Approximately 3.5 million fur-bearing animals -- raccoons, coyotes, bobcats, lynxes, opossums, beavers, otters, and others -- are killed each year for their fur by trappers in the U.S. Another 2.7 million animals are raised on fur "farms," according to PETA.

My first memory of ever seeing a fur garment was one my grandmother had. My recollection of it was just 8 dead animals, staring at me in sadness and in horror. This was one of those kinds of coats that really is only bodies sewn together, and though I never saw much style and fashion evident in any fur coats, this had to have been the worst. There's only one thing good that I can say about it -- there was nothing anyone could have done that would have turned me off on fur more than this garment did. Both my grandmother and mother were typical of their times - they felt that the ultimate gift a woman could receive was either furs or diamonds. I sure won't turn down the diamonds, but any man that would even think of giving a gift of fur would quickly find himself outside the door, permanently.

****************

## Exercises
• A. From the passage on fur, transcribe the stretch from "My first memory" through "the door, permanently.".
• B. Using the passage on fur, answer these:
(i) According to PETA, how many animals are raised on fur "farms"?
(ii) How many dead animals does the writer recall seeing in the grandmother's fur garment?
(iii) What did the writer's grandmother and mother feel was the ultimate gift a woman could receive?

## Given information
****************

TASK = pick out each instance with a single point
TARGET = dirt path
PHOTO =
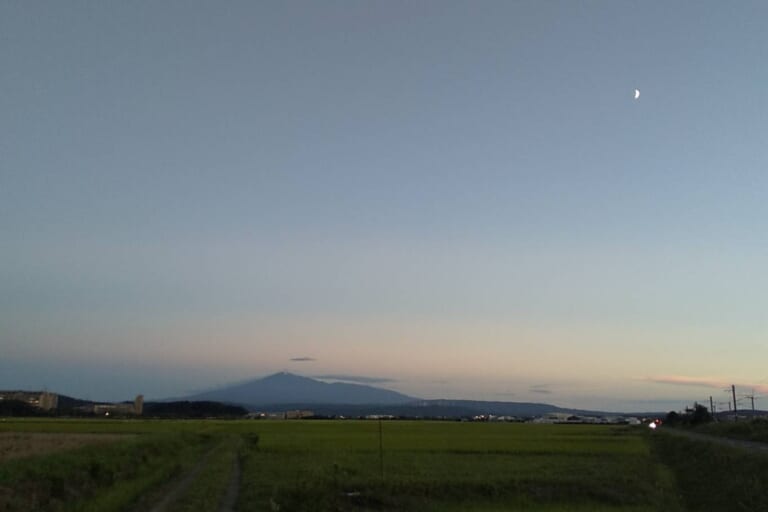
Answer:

****************

## Task solutions
• A.
My first memory of ever seeing a fur garment was one my grandmother had. My recollection of it was just 8 dead animals, staring at me in sadness and in horror. This was one of those kinds of coats that really is only bodies sewn together, and though I never saw much style and fashion evident in any fur coats, this had to have been the worst. There's only one thing good that I can say about it -- there was nothing anyone could have done that would have turned me off on fur more than this garment did. Both my grandmother and mother were typical of their times - they felt that the ultimate gift a woman could receive was either furs or diamonds. I sure won't turn down the diamonds, but any man that would even think of giving a gift of fur would quickly find himself outside the door, permanently.

• B.
(i) 2.7 million
(ii) 8
(iii) Furs or diamonds